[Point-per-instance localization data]
┄┄┄┄┄┄┄┄┄┄┄┄┄┄┄┄┄┄┄┄

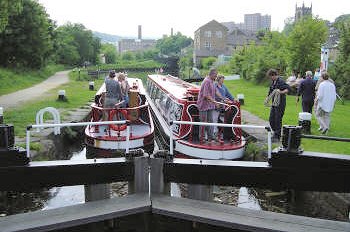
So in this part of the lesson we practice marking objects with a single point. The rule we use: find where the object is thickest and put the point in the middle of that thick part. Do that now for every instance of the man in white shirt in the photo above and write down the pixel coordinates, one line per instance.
(324, 102)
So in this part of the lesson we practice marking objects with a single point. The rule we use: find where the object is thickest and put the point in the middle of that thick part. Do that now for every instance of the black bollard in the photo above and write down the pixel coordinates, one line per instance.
(1, 115)
(91, 85)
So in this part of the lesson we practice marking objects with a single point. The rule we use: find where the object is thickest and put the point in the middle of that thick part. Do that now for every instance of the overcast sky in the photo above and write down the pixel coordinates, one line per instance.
(157, 17)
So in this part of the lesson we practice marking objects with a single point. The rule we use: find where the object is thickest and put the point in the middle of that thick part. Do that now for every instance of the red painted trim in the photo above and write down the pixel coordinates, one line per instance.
(213, 146)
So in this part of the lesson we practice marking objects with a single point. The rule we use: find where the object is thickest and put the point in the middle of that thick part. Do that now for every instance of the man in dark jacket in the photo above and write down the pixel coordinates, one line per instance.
(307, 91)
(277, 92)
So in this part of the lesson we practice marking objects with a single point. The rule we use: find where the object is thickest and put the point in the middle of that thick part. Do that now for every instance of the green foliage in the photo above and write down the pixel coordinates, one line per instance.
(304, 44)
(342, 64)
(128, 56)
(110, 52)
(13, 80)
(9, 8)
(128, 64)
(253, 102)
(208, 62)
(253, 61)
(26, 41)
(172, 45)
(76, 45)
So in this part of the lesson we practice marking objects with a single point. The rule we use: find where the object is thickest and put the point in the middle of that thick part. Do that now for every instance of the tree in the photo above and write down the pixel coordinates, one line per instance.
(9, 8)
(81, 41)
(253, 61)
(27, 39)
(342, 64)
(304, 43)
(110, 52)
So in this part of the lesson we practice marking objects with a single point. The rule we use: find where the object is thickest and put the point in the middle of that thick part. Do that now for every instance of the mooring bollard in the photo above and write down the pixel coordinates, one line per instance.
(91, 85)
(62, 95)
(240, 98)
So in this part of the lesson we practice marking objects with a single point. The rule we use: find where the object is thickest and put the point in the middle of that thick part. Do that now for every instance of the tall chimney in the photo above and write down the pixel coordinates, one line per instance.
(139, 33)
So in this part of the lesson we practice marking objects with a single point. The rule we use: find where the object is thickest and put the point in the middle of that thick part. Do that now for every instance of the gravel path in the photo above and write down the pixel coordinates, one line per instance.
(20, 97)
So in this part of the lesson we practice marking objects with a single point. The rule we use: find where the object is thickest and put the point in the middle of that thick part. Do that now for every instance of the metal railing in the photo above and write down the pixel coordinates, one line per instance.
(268, 129)
(56, 125)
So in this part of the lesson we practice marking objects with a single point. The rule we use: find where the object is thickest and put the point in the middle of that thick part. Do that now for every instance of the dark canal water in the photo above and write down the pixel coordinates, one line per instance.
(257, 199)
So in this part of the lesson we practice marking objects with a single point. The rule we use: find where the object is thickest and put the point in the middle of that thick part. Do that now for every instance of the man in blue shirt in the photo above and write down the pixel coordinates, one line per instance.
(277, 91)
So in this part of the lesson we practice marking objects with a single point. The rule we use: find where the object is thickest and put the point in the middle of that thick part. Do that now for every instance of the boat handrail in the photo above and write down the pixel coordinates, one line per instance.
(72, 124)
(267, 128)
(128, 108)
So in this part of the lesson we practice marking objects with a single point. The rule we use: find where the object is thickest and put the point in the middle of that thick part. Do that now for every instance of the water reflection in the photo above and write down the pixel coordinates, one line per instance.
(67, 195)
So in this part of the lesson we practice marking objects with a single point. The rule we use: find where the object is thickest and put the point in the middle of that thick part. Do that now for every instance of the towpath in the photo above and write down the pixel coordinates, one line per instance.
(20, 97)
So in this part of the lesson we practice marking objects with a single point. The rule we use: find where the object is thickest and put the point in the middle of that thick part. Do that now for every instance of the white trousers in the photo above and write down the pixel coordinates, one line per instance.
(323, 118)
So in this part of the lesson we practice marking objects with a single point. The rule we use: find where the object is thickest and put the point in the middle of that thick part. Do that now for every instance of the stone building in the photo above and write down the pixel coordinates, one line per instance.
(138, 44)
(257, 22)
(214, 39)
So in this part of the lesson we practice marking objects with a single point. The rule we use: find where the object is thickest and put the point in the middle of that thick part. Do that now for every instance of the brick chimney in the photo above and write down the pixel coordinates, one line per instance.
(139, 33)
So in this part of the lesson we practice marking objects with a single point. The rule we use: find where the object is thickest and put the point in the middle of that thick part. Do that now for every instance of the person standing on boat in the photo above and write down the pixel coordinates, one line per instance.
(324, 102)
(206, 105)
(124, 88)
(221, 95)
(113, 91)
(277, 93)
(307, 91)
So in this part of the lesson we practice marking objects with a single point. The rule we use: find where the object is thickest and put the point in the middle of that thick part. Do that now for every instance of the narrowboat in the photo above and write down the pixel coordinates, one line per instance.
(110, 140)
(172, 99)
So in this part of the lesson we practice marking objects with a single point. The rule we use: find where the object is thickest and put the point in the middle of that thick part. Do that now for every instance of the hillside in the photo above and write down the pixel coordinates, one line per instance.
(107, 38)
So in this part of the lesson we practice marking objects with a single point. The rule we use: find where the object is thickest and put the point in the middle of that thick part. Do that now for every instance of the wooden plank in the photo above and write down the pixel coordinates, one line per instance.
(240, 218)
(76, 215)
(65, 172)
(258, 174)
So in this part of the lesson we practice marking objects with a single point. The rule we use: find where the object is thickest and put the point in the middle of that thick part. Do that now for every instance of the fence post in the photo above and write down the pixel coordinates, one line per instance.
(158, 186)
(141, 176)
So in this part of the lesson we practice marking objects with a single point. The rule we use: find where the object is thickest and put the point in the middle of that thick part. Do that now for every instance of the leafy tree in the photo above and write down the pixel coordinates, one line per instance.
(66, 49)
(81, 40)
(9, 8)
(27, 39)
(110, 52)
(304, 43)
(253, 61)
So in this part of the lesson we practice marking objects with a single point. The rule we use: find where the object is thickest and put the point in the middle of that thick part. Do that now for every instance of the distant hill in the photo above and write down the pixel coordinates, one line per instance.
(107, 38)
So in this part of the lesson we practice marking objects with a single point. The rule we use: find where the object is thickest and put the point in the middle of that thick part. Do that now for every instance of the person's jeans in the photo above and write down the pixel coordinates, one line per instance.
(206, 116)
(323, 118)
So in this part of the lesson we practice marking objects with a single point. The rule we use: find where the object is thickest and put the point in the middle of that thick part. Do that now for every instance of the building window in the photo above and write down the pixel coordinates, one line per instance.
(207, 34)
(207, 44)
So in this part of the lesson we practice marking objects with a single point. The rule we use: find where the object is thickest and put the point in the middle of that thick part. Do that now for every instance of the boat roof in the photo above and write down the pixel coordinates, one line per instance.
(173, 85)
(130, 81)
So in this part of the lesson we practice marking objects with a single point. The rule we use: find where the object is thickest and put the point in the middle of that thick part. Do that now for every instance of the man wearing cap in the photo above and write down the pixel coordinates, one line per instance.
(307, 91)
(113, 91)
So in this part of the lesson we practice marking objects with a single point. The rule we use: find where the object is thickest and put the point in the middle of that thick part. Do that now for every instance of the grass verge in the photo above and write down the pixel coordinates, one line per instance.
(254, 96)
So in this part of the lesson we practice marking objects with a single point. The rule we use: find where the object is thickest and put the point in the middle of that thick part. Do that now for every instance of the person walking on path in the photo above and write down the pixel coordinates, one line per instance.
(324, 102)
(206, 105)
(307, 91)
(277, 93)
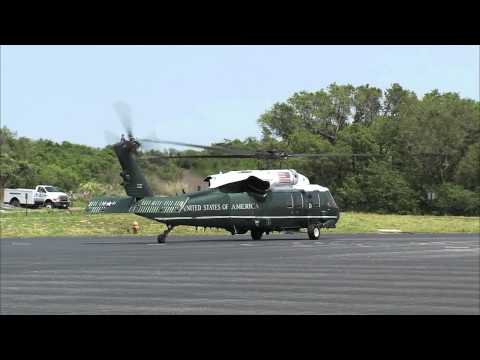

┄┄┄┄┄┄┄┄┄┄┄┄┄┄┄┄┄┄┄┄

# WORK TASK
Your copy should match the entries exactly, minus the pictures.

# WRITTEN SOLUTION
So in this part of the lesson we practice marking objects with a single point. The rule we use: find where the object is thickest and put the point in the middle of that thick part. Do that now for every instance of the man in white shirt in the photo above and write down the pixel coordinates, one line per instance.
(324, 102)
So in this part of the lesson we practice marking objects with a single point. The rule we use: find where the object is thickest and put the point in the middle of that thick part. Do that now for every instance of the black bollard in the photo above and write down the pixel coordinates, one line per instance.
(1, 115)
(91, 85)
So in this part of the lesson we practice marking objects with a single point. The rule we use: find where the object is thickest and put the point in the middle of that thick part. Do that now for every instance of the overcast sky in the photo above and write down the pixel coordinates, one line per instance.
(157, 17)
So in this part of the lesson we practice marking objects with a single point. The rule we use: find where the object is thickest and put the point in the middle of that thick part. Do that now for every instance of the red painted trim in the photo above and write down the pixel coordinates, one line per instance.
(213, 146)
So in this part of the lesson we practice marking objects with a single point. The rule we use: find where the object is thickest and put the point in the middle of that thick part. Do that now for every instance of the man in dark jacket in the photo above and write down the pixel coordinates, one line per instance.
(307, 91)
(277, 92)
So in this part of the lesson we practice marking objects with a single point. The rule we use: find where the object is thickest and put the point in the middle of that thick part. Do that now for every instance of the green foliage in the photo above and write down the pixel coordinates, one line per instance.
(304, 44)
(342, 64)
(128, 56)
(110, 52)
(13, 80)
(9, 8)
(128, 64)
(253, 102)
(208, 62)
(253, 61)
(26, 41)
(172, 45)
(76, 45)
So in this part of the lesson we practice marking objects with a single point. The rule we use: find where the object is thickest and put the point in the middle of that thick part. Do that now for every instance of the tree in the photo above and write down the pixel coordinates, one line per instance.
(9, 8)
(81, 41)
(253, 61)
(27, 39)
(342, 64)
(304, 43)
(110, 52)
So in this part of the lesson we practice marking objects with a single point. The rule we use: find where the object is thickest and put the point in the middle of that thick part. Do that now for every instance of the mooring bollard in the photo above and write down the pixel coordinates, one line per instance.
(91, 85)
(62, 95)
(240, 98)
So in this part of the lesson we practice marking objects with a single point. The rule we use: find where the object is thickest and put the point in the middle of that thick part. Do that now for every instance of the tall chimney in the photo above and write down the pixel coordinates, one line per instance.
(139, 33)
So in this part of the lesson we practice marking objects with a single point. The rule we use: find where the object is thickest and put the point in the middle of that thick part. Do that now for every instance of the gravel path in the photo above and write down the pixel coordinates, one line per instance.
(20, 97)
So in this part of the lesson we practice marking objects with a single point. The rule we use: find where the object is thickest and put the point in the middle of that thick part. Do that now for every instance of the metal railing in the photo above and write down the pixel coordinates, one line per instance.
(268, 129)
(56, 125)
So in this part of the lesson we practice marking objects with a single point. The rule we use: find where the object is thickest and put the point in the middle of that thick part. Do that now for every instance of the dark canal water in the photo above and write down the pixel coordinates, one line per instance.
(257, 199)
So in this part of the lesson we practice marking objects with a single point. The rule we use: find where the object is thickest and put the point in the middle of that thick part. Do that now for every instance of the man in blue shirt in the photo above and write down the pixel coordinates, one line per instance.
(277, 91)
So in this part of the lesson we practice marking objects with a single point. The rule we use: find where the object is thickest and put the point in the middle of that thick part. Do that now for every instance of the boat handrail in the photo above and write down the pixel coordinates, one line per instance.
(72, 124)
(267, 128)
(128, 108)
So in this part of the lesson we practice marking objects with a single point. The rule we use: find where the object is thickest and put the point in the middle of that thick part. Do that now for every instance of the water reflection in the photo above and write down the pixel coordinates, one line per instance.
(67, 195)
So in this part of the lesson we practice marking objects with a single point. The rule we use: find where the object is thickest and put the point in the middle of that thick part. Do that now for every instance of the towpath in the photo above and write down the pixel coordinates, one line per instance.
(20, 97)
So in this part of the lesson we practice marking objects with a single point. The rule we use: find where the object is thickest and put the point in the middle of that thick part. Do that now for every instance of the white trousers in the photo above and write down the pixel coordinates, one line per instance.
(323, 118)
So in this part of the lesson we practice marking objects with a single point. The rule we use: find where the object is thickest and put the point in the middle of that thick part. Do that now for every instance of the stone building in the photo above and write down the pixel coordinates, one line per instance.
(138, 44)
(257, 22)
(214, 39)
So in this part of the lesson we practice marking objects with a single point. The rule we use: find where the object is thickest and put the point in the middle of that thick part. Do that now for every instance of the brick chimney in the photo above and write down the pixel coordinates, one line per instance.
(139, 33)
So in this part of the lesson we practice marking objects with a single point. The rule we use: find where the object is thickest and put the point in the middle of that thick part. Do that now for every instance of the person standing on boat in the photo above and write down the pixel coordinates, one line per instance.
(324, 102)
(206, 105)
(124, 88)
(221, 95)
(113, 91)
(277, 93)
(307, 91)
So in this part of the lesson we practice marking objects with a single point. The rule we use: find where the object is thickest and put the point in the middle of that thick part. Do that now for every instance of the narrowboat in the photo above and write down the pixel coordinates, one line per instance.
(110, 140)
(172, 99)
So in this part of the lesson we practice marking objects with a single point. The rule we use: find where the object is thickest and put the point in the middle of that thick part. Do that now for every instance of the hillside in the photo above and write down the pixel coordinates, one line per instance.
(107, 38)
So in this part of the lesson we practice marking objects with a single point. The rule we use: find where the object is thickest and put the point in the middle of that thick part. Do that now for every instance of the wooden plank in the photo above and write down the pixel coordinates, one line per instance.
(240, 218)
(76, 215)
(65, 172)
(258, 174)
So in this part of the lesson we practice marking objects with a single point. The rule we use: find where the object is thickest and put the point in the middle of that thick part. Do that now for every instance of the fence post in the photo above and write down the pixel coordinates, one line per instance.
(158, 186)
(141, 176)
So in this part of the lesson we practice marking objects with a single point. The rule we use: find where the object is thickest and put the point in the middle of that thick part. Do that now for every instance of the leafy tree in the photo above and write down the pixel coordinates, one line per instance.
(66, 49)
(81, 40)
(9, 8)
(27, 39)
(110, 52)
(304, 43)
(253, 61)
So in this part of the lesson we practice marking objects with a single point. The rule we use: find where the object is thickest and put the point in the middle of that thick part. Do that now for every instance of the distant hill in the photo above and write down the pixel coordinates, one line per instance.
(107, 38)
So in this part of the lesson we practice marking objects with a single point. The rule we use: find where the object is thickest and put the point in the middle of that thick part. Do that now for every instance of the person's jeans in the photo above and write down the pixel coordinates, one line per instance.
(206, 116)
(323, 118)
So in this part of the lesson we practice marking objects with a single point. The rule we use: find where the object is thickest and put the point in the middle of that thick part. Do that now for every instance of the building window in the photo above and write down the pixel coordinates, one line per instance.
(207, 34)
(207, 44)
So in this part of the lesson we practice marking objects with a single point. The rule we use: find where the object is thickest and put the point in the middle of that thick part. Do that now for every instance of the boat roof in the photo above and write down the pixel coordinates, one line per instance.
(173, 85)
(130, 81)
So in this part of the lesson we practice marking objects with a single point. The rule we use: find where the object is thickest and put the point in the middle of that thick part. Do that now for every instance of the man wearing cap in the photo above and write down the pixel coordinates, one line per instance.
(307, 91)
(113, 91)
So in this part of the lesson we practice marking objects with a single point. The rule we use: find where the object is thickest and put the point in the middle of that thick part. Do that now for every instance of the grass verge in the photo above and write down the pixel coordinates, one line per instance.
(254, 96)
So in this part of the lesson we practice marking objects with a single point. The rule we use: find where the object is thickest and put the point in the middle of that thick part. Do that now for every instance of the person walking on path in the photo above and write down the pixel coordinates, one line per instance.
(324, 102)
(206, 105)
(307, 91)
(277, 93)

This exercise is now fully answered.